Read through the data and report every line in which the word "stripe" occurs.
* * * * * * *
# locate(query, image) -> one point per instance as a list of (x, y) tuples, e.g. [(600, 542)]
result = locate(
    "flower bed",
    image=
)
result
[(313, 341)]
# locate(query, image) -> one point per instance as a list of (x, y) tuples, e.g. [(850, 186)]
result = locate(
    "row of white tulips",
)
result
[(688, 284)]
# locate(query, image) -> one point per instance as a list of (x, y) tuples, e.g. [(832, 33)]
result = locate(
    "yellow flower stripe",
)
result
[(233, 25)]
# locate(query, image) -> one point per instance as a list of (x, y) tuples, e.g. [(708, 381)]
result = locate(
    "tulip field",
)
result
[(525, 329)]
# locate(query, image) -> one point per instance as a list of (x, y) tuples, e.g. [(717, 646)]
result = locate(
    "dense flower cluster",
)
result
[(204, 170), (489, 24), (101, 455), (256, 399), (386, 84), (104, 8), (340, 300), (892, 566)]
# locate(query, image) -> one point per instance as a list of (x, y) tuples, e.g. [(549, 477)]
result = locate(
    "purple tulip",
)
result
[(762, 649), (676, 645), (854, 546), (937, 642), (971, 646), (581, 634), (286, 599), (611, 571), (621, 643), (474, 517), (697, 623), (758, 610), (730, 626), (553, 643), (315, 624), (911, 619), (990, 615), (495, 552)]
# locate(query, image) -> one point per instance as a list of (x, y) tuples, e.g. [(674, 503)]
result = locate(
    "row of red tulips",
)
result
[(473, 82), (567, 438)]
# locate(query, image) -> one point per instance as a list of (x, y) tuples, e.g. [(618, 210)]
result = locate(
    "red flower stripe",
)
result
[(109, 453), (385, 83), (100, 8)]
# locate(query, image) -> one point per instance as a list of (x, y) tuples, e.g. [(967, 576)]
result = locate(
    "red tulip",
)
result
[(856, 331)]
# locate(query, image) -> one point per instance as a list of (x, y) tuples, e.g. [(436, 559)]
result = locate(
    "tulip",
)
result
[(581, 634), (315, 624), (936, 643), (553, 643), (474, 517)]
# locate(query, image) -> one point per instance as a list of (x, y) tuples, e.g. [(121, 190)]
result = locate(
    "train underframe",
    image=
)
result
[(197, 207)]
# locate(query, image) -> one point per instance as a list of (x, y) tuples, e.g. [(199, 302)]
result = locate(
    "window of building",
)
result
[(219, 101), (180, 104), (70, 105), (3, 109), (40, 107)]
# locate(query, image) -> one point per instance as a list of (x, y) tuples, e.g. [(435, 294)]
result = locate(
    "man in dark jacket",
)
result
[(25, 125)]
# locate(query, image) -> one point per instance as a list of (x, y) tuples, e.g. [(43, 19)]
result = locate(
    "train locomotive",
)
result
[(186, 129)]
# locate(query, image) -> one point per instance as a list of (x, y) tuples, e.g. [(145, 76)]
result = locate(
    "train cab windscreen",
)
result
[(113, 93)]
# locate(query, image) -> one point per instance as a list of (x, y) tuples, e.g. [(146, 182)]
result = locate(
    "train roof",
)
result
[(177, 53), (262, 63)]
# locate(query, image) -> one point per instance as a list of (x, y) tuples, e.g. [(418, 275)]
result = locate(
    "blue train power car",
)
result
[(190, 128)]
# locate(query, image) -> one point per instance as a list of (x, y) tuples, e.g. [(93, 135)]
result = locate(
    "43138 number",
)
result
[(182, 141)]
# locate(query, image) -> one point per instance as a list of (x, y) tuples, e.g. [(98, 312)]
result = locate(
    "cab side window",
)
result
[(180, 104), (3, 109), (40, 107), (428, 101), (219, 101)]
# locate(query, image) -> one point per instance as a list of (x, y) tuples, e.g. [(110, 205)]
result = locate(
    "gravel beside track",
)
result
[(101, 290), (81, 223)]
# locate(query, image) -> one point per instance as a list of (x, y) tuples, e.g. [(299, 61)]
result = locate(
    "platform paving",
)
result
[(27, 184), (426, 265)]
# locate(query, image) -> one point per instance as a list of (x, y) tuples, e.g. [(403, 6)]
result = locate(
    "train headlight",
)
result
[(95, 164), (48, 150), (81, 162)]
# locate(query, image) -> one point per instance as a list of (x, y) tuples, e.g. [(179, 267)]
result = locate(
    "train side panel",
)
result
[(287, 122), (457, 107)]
* * * * * * *
> Response:
    "yellow flower stripe",
    "red flower stripe",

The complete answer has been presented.